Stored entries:
· · · · · · ·

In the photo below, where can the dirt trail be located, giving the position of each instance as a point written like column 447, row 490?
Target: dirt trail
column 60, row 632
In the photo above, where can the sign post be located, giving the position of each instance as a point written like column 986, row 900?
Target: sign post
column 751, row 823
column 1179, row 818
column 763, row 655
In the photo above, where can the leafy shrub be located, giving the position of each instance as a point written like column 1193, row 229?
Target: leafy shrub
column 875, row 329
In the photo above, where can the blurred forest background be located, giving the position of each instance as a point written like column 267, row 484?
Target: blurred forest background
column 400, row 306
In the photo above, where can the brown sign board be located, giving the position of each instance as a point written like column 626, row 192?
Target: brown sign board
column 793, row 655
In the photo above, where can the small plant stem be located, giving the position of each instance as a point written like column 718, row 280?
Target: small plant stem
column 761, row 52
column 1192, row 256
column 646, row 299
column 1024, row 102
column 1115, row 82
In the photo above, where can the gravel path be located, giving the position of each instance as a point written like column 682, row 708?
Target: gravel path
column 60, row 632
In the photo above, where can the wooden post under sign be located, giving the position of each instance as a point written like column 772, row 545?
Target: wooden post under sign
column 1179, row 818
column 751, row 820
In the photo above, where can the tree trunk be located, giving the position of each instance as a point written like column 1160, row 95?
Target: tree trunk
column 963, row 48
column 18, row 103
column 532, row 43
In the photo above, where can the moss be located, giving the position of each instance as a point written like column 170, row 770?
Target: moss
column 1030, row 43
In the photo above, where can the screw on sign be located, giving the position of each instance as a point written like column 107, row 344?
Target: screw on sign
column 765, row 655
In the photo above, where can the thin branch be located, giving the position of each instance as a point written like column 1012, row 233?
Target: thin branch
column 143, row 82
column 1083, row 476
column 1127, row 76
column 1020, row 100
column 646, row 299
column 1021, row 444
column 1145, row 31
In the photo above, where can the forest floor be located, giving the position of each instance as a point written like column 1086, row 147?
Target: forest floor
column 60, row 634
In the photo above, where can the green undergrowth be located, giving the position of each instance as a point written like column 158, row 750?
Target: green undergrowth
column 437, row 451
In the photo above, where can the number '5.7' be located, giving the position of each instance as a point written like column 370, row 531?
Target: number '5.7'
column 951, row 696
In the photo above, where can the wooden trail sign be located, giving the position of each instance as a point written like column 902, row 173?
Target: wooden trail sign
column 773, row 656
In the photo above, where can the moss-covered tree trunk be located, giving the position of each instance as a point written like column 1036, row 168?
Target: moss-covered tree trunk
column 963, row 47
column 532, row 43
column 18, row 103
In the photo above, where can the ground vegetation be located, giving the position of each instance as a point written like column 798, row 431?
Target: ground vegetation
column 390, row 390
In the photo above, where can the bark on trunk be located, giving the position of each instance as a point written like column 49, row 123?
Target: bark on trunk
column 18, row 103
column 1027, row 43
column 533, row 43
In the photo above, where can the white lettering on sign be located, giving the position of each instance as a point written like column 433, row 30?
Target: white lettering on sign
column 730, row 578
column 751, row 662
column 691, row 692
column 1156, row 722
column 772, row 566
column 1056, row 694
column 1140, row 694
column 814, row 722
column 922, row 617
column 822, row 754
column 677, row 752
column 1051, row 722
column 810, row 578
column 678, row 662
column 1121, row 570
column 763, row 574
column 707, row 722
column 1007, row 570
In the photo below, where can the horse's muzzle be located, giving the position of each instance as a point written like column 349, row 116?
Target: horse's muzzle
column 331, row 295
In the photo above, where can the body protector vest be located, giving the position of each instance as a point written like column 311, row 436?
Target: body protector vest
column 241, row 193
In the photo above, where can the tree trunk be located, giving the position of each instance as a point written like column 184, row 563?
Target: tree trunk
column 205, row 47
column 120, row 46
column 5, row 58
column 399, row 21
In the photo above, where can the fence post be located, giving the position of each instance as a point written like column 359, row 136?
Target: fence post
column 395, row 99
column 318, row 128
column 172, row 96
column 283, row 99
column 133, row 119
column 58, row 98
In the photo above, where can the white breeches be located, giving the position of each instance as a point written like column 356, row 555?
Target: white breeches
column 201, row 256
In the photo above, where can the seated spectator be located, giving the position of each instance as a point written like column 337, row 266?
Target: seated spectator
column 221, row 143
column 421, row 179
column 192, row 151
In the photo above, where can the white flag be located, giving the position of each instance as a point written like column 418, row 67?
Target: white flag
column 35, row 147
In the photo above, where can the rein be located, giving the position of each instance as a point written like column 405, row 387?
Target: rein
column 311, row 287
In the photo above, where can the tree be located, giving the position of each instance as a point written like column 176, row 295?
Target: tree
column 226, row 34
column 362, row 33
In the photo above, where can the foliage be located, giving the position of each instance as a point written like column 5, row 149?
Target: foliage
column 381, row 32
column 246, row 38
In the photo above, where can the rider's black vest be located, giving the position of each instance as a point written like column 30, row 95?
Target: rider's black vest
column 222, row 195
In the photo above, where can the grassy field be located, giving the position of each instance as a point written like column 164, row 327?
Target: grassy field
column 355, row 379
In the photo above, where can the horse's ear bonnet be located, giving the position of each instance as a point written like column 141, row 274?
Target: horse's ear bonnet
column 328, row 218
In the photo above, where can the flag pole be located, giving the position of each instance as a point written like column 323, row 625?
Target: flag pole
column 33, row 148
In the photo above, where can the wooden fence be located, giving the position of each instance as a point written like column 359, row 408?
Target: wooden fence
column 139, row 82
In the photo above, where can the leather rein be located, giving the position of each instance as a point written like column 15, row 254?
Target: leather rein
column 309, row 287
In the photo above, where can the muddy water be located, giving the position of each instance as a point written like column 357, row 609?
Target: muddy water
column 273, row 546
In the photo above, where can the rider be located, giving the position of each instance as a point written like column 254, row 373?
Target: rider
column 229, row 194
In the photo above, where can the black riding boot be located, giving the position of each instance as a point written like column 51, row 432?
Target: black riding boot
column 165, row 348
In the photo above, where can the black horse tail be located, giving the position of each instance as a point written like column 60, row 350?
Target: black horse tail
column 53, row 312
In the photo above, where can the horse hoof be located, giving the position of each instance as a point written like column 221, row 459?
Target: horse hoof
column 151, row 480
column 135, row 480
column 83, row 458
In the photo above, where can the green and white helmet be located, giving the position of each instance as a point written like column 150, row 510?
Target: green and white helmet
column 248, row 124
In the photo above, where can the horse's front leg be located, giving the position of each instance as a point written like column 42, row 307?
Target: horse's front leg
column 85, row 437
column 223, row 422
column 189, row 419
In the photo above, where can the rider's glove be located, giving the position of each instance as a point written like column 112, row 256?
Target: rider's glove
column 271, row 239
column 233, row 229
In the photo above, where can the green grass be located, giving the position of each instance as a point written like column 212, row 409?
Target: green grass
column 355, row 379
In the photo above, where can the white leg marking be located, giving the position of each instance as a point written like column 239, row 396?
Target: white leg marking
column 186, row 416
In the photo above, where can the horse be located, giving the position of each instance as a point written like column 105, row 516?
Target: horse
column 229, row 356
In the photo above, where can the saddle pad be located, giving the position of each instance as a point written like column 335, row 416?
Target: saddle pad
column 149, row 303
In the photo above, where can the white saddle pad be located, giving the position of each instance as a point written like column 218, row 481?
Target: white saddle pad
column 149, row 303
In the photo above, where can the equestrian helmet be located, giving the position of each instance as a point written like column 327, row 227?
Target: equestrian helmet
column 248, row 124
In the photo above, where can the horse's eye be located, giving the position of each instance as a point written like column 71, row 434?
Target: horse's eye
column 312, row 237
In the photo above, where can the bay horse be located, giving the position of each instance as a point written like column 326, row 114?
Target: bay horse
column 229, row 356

· · · · · · ·

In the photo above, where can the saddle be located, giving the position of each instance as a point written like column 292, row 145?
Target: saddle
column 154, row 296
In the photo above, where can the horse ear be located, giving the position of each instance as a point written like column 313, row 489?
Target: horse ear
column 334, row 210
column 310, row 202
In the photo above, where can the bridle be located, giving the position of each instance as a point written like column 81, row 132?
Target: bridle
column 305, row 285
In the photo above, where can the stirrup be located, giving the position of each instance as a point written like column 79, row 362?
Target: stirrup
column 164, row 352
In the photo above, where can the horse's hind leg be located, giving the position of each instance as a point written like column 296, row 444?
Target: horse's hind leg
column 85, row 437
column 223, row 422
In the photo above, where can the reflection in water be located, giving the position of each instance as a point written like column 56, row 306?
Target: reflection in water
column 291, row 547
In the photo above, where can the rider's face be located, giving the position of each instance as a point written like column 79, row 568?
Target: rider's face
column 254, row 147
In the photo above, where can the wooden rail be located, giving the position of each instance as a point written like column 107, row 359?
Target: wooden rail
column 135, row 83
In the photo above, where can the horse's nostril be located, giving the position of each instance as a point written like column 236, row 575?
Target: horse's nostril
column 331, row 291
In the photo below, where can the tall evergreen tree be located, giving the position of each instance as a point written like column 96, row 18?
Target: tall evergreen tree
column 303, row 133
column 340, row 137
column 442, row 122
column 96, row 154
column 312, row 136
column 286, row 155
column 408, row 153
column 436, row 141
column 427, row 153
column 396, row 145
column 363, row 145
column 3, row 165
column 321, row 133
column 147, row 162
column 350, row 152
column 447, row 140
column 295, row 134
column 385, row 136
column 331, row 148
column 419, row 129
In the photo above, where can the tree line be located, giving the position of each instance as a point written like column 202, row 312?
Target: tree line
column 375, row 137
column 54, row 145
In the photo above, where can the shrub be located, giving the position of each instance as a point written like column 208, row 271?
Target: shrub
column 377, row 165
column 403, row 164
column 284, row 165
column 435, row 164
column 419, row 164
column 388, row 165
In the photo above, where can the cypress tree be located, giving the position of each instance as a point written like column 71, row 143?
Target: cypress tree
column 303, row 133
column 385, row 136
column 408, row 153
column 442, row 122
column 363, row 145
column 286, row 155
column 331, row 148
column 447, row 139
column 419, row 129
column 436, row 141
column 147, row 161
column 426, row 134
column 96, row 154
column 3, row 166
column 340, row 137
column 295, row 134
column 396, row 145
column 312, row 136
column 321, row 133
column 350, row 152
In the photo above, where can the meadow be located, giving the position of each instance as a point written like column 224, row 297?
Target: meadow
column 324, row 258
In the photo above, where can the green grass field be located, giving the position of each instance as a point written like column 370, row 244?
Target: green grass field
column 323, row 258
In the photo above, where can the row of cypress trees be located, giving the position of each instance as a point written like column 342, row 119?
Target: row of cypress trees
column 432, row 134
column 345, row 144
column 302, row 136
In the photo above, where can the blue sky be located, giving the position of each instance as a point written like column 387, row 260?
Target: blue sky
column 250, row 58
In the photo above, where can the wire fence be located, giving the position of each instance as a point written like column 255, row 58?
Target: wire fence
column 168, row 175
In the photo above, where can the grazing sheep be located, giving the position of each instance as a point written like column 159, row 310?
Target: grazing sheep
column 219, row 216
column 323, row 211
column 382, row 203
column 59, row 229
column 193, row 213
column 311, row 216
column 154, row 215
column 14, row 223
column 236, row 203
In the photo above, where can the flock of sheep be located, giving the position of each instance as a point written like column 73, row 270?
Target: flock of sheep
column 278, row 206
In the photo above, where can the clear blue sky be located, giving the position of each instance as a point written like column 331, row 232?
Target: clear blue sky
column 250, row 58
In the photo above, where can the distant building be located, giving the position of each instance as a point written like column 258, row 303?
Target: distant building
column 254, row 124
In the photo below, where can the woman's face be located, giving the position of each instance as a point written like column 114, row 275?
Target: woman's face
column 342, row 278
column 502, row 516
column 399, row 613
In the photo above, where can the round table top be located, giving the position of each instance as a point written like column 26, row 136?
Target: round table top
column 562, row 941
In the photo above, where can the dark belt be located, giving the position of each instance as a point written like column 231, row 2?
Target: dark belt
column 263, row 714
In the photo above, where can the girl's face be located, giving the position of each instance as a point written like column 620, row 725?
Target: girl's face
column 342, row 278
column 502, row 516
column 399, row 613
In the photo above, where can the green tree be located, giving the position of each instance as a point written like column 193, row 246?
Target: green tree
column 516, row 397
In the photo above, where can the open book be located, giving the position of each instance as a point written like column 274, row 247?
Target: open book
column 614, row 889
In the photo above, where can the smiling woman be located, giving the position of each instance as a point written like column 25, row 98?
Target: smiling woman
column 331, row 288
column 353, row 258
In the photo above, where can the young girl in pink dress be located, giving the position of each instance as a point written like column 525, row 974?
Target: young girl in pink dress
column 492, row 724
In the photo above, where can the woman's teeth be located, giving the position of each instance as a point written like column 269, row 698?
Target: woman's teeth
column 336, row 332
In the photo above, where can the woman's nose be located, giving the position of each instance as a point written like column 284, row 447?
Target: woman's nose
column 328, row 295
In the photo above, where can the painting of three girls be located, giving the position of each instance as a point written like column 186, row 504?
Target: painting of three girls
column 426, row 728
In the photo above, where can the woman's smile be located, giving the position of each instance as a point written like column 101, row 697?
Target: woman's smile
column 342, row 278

· · · · · · ·

Goal of the exercise:
The answer must be every line of the records that contains the word "below".

Solution to this exercise:
In the photo below, where can the dirt trail be located, giving the position of each instance as a point written like column 447, row 490?
In the photo below, where can the horse's muzzle be located, giving the position of each instance as a point written like column 349, row 116?
In the photo below, where can the tall evergreen tree be located, giving the position of each instance as a point written like column 96, row 18?
In the photo below, where can the woman's face be located, giving the position of each instance as a point written like column 114, row 275?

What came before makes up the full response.